Please output every record exactly, keeping each line as it is.

===== Entries provided =====

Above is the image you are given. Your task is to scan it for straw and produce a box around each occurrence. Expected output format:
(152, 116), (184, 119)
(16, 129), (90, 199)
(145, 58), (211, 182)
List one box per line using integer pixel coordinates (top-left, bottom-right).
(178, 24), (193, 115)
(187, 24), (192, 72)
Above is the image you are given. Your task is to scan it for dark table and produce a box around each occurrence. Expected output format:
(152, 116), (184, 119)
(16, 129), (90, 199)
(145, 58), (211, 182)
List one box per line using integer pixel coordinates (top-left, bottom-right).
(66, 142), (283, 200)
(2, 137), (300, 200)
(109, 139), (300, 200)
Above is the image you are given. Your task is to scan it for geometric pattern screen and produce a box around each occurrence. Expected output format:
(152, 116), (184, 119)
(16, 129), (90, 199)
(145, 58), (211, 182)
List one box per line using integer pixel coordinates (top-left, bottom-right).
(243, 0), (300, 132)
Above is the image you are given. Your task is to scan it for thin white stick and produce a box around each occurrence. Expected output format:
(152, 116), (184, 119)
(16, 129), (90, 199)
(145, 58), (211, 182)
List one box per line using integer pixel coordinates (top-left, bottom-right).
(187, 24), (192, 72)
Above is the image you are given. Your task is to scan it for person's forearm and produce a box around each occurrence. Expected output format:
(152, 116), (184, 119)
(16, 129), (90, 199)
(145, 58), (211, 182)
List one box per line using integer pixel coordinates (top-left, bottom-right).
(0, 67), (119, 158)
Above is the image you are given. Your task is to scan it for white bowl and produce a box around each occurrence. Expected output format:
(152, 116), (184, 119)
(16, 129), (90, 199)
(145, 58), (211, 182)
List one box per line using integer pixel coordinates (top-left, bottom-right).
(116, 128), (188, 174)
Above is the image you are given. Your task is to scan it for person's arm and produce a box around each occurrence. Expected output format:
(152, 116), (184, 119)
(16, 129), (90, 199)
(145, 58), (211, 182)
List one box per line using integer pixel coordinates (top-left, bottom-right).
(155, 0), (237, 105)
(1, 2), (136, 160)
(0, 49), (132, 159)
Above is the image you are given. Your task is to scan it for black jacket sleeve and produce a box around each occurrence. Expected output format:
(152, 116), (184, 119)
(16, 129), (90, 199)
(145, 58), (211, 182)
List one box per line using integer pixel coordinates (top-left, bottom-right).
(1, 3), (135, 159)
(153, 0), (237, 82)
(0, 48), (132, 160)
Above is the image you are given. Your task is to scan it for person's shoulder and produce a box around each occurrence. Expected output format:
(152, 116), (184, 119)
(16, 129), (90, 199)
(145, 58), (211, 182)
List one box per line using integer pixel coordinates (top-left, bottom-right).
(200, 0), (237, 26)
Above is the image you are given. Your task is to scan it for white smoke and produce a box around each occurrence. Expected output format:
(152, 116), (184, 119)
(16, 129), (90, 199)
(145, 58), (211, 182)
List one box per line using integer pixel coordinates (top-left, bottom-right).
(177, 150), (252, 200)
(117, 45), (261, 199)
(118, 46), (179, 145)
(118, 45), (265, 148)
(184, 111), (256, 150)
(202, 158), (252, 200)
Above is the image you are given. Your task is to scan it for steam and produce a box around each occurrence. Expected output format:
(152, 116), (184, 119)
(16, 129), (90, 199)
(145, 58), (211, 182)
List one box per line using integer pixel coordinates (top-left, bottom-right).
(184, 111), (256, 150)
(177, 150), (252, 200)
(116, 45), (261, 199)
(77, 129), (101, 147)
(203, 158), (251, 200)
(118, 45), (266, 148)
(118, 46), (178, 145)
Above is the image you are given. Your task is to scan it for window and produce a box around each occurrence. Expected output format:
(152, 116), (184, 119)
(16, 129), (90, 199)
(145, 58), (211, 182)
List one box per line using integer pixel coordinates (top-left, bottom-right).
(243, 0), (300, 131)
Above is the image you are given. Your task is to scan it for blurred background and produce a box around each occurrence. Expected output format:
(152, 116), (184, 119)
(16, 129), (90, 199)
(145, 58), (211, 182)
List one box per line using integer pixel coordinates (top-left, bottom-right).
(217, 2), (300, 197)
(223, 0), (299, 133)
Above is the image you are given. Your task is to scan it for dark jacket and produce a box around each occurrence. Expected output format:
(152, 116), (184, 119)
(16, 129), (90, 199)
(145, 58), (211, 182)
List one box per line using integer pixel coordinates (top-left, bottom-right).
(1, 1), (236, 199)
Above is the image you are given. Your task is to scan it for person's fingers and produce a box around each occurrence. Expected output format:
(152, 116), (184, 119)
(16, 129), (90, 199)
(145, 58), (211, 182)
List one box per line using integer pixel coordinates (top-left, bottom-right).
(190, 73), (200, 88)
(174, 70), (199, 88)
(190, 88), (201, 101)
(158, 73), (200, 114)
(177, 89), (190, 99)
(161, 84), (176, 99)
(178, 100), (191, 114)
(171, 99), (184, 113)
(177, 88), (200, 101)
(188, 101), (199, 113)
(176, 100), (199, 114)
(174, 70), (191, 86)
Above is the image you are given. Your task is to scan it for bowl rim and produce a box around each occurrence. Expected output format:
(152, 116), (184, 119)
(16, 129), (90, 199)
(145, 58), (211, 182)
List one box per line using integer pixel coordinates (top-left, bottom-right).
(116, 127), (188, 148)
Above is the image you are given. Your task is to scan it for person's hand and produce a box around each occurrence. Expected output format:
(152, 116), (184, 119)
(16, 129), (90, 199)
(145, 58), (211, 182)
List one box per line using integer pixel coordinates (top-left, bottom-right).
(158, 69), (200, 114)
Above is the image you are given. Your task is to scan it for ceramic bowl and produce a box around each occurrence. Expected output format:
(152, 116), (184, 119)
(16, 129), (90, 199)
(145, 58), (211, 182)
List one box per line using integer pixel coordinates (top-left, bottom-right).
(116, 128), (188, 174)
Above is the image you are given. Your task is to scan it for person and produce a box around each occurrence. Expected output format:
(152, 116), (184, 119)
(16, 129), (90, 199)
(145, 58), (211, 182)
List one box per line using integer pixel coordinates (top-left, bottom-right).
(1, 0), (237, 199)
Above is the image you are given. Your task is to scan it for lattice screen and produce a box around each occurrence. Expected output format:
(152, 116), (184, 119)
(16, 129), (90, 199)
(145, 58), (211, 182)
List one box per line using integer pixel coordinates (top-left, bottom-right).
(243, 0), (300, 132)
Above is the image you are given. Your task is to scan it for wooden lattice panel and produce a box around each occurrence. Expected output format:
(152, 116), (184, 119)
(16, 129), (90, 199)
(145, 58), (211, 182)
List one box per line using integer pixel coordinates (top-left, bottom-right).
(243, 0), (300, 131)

=====

* Result of the exercise *
Above is the image you are given. Your task is to scan it for straw and produce a box around each occurrence. Expected output format:
(152, 116), (184, 119)
(16, 129), (90, 199)
(145, 58), (211, 182)
List one box per line using integer pixel coordinates (top-left, bottom-right).
(178, 24), (193, 115)
(187, 24), (192, 72)
Above is the image you are given. Your task is to scan it for dark table and produce a box around each occurrence. Expected output format:
(152, 116), (184, 119)
(16, 129), (90, 199)
(145, 58), (211, 182)
List one box per line using integer pixel coordinates (top-left, bottom-right).
(66, 142), (283, 200)
(2, 137), (300, 200)
(109, 139), (300, 200)
Above is the image you are given. Your task is to scan it for geometric pattern screen and produce a box around each occurrence. Expected output format:
(152, 116), (184, 119)
(16, 129), (90, 199)
(145, 58), (211, 182)
List one box per line using integer pixel coordinates (top-left, bottom-right).
(243, 0), (300, 132)
Above is the image you are given. Your task is to scan it for thin white stick and produce a box around each occurrence. Expected output format:
(152, 116), (184, 119)
(16, 129), (90, 199)
(145, 58), (211, 182)
List one box per line using integer pixel coordinates (top-left, bottom-right).
(187, 24), (192, 72)
Above is the image you are given. Your task is to scan it for person's forearm and produce a box around each occurrence. Expected output format:
(152, 116), (184, 119)
(16, 129), (90, 199)
(145, 58), (211, 182)
List one box per line using integer pixel coordinates (top-left, bottom-right).
(0, 67), (119, 158)
Above is the image you are given. Your task is to scan it for white bowl and produce a box around each occurrence. Expected output format:
(152, 116), (184, 119)
(16, 129), (90, 199)
(145, 58), (211, 182)
List one box per line using integer pixel coordinates (top-left, bottom-right).
(116, 128), (188, 174)
Above is the image you are given. Your task is to scan it for person's arm and produce a box around each occurrence. Expected output format:
(152, 116), (184, 119)
(16, 129), (90, 199)
(145, 58), (211, 182)
List one box per line using integer pixel coordinates (top-left, bottom-right).
(155, 0), (237, 105)
(1, 2), (136, 160)
(0, 49), (132, 159)
Above is the image you are given. Your task is to scan it for black jacket sleeve and produce a box around each occurrence. Expected output format:
(152, 116), (184, 119)
(16, 129), (90, 199)
(145, 58), (211, 182)
List one box per line using integer pixel coordinates (top-left, bottom-right).
(1, 3), (135, 159)
(153, 0), (237, 82)
(0, 48), (132, 160)
Above is the image you are given. Your task is to scan it for person's shoulder and produce a box around each occurrence. Expected output format:
(152, 116), (184, 119)
(16, 129), (90, 199)
(145, 58), (211, 182)
List one box per line using integer pixel coordinates (top-left, bottom-right).
(200, 0), (237, 26)
Above is the image you are given. Your task is to scan it for white smoke and produce a box around each occurrence. Expected output format:
(152, 116), (184, 119)
(16, 129), (90, 199)
(145, 58), (211, 182)
List one box per line using integer pixel coordinates (top-left, bottom-right).
(177, 150), (252, 200)
(117, 45), (261, 199)
(118, 46), (179, 145)
(118, 45), (265, 148)
(184, 111), (256, 150)
(202, 158), (252, 200)
Above is the image you are given. Your task is to scan it for steam and produce a box around each occurrence. Expected output format:
(152, 116), (184, 119)
(16, 129), (90, 199)
(145, 58), (211, 182)
List one box per line using integer pixel coordinates (top-left, bottom-right).
(184, 111), (256, 150)
(177, 150), (252, 200)
(116, 45), (261, 199)
(77, 129), (101, 147)
(203, 158), (251, 200)
(118, 45), (266, 148)
(118, 46), (178, 145)
Above is the image you are given. Your task is to scan it for window and produce a box around each occurrence. Expected output format:
(152, 116), (184, 119)
(16, 129), (90, 199)
(145, 58), (211, 182)
List one box per line using integer pixel coordinates (top-left, bottom-right).
(243, 0), (300, 131)
Above is the image you are given. Your task is to scan it for blurred background and produce a box around each occurrence. Expected output format:
(152, 116), (184, 119)
(16, 129), (90, 199)
(145, 58), (211, 182)
List one box per line using integer pixel coordinates (top-left, bottom-right).
(217, 2), (300, 197)
(223, 0), (299, 133)
Above is the image you are given. Your task is to scan it for dark jacket and produce a box around each occurrence. Expected output format:
(152, 116), (184, 119)
(16, 129), (90, 199)
(145, 58), (211, 182)
List one box per line using integer pixel coordinates (top-left, bottom-right).
(1, 1), (236, 199)
Above is the image you are given. Your task is to scan it for person's fingers and produce a box around each occurrence. Expected output format:
(152, 116), (184, 119)
(16, 129), (90, 199)
(145, 58), (211, 182)
List one box per line using integer pixel coordinates (top-left, bottom-right).
(190, 73), (200, 88)
(174, 70), (199, 88)
(190, 88), (201, 101)
(158, 73), (200, 114)
(177, 89), (190, 99)
(161, 84), (176, 99)
(178, 100), (191, 114)
(171, 99), (184, 113)
(177, 88), (200, 101)
(188, 101), (199, 113)
(176, 100), (199, 114)
(174, 70), (191, 86)
Above is the image you are given. Your task is to scan it for bowl rim and produce a box around each occurrence. Expected output format:
(152, 116), (184, 119)
(16, 129), (90, 199)
(145, 58), (211, 182)
List one box per line using integer pixel coordinates (top-left, bottom-right).
(116, 127), (188, 148)
Above is the image you are given. Your task is to scan it for person's hand and produce a box around each occurrence. Expected output format:
(152, 116), (184, 119)
(16, 129), (90, 199)
(145, 58), (211, 182)
List one box per line using integer pixel coordinates (top-left, bottom-right).
(158, 69), (200, 114)
Above is the image you are given. Your task is to scan it for ceramic bowl and produce a box around each occurrence. Expected output format:
(152, 116), (184, 119)
(16, 129), (90, 199)
(145, 58), (211, 182)
List one box per line using integer pixel coordinates (top-left, bottom-right).
(116, 128), (188, 174)
Above is the image you are given. Your task is to scan it for person and produce a box around each occurrence. Expected output format:
(152, 116), (184, 119)
(16, 129), (90, 199)
(145, 58), (211, 182)
List one box per line using integer pixel coordinates (top-left, bottom-right).
(1, 0), (237, 199)
Above is the image you are given. Your task is to scan it for lattice screen and produce a box around each occurrence. Expected output format:
(152, 116), (184, 119)
(16, 129), (90, 199)
(145, 58), (211, 182)
List one box per line using integer pixel coordinates (top-left, bottom-right).
(243, 0), (300, 132)
Above is the image you are given. Your task is to scan it for wooden lattice panel and produce a box around each occurrence. Expected output format:
(152, 116), (184, 119)
(16, 129), (90, 199)
(145, 58), (211, 182)
List one box per line using integer pixel coordinates (top-left, bottom-right).
(243, 0), (300, 131)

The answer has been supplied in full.